Action item »
Show every line in the records below that contains the word "knit".

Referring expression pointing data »
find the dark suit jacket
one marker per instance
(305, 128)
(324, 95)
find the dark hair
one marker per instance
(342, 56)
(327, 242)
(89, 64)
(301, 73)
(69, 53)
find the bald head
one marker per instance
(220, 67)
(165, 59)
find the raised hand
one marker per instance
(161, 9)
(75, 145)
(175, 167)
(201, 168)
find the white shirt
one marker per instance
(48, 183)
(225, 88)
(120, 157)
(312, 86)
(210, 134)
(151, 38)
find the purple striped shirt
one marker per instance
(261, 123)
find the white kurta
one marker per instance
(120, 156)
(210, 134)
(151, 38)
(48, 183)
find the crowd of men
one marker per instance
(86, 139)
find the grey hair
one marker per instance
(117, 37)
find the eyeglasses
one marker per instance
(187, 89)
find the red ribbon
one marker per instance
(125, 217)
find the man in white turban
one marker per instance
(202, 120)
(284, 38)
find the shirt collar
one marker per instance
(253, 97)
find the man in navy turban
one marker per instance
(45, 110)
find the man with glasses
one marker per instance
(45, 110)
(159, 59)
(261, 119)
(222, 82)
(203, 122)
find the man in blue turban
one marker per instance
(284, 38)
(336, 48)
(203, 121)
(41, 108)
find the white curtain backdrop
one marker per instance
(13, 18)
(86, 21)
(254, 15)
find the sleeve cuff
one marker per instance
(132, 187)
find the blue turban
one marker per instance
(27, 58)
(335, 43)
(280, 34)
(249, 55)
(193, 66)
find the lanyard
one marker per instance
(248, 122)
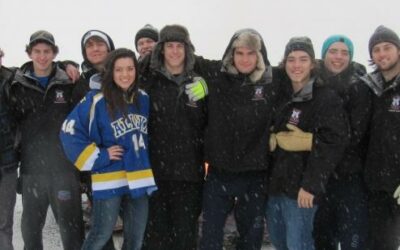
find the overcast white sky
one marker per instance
(211, 23)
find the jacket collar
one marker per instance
(306, 93)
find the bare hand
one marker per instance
(72, 72)
(115, 152)
(305, 199)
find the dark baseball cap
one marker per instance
(42, 35)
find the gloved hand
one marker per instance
(295, 139)
(396, 194)
(272, 142)
(196, 90)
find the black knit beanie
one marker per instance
(147, 31)
(175, 33)
(300, 43)
(383, 34)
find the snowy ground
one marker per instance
(51, 238)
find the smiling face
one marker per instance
(337, 58)
(124, 73)
(386, 56)
(96, 51)
(42, 56)
(245, 59)
(145, 45)
(174, 57)
(298, 66)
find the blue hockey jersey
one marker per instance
(89, 130)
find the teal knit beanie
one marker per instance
(337, 38)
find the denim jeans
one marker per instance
(290, 227)
(219, 195)
(8, 186)
(104, 215)
(342, 216)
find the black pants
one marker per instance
(63, 194)
(174, 210)
(342, 216)
(220, 191)
(384, 221)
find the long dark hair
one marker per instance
(116, 98)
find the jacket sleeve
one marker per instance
(330, 137)
(79, 141)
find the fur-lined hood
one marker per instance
(252, 39)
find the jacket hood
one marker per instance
(23, 76)
(86, 65)
(252, 39)
(173, 33)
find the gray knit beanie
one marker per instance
(147, 31)
(300, 43)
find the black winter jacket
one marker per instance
(356, 98)
(239, 113)
(40, 114)
(382, 170)
(8, 156)
(317, 110)
(176, 126)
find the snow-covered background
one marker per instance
(211, 23)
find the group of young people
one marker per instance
(309, 146)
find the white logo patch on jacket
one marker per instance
(395, 107)
(59, 97)
(295, 117)
(258, 93)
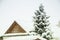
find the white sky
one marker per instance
(23, 10)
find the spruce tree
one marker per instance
(41, 23)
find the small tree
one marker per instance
(41, 23)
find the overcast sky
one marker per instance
(23, 10)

Reply »
find the black knit beanie
find the teal knit beanie
find the gray knit beanie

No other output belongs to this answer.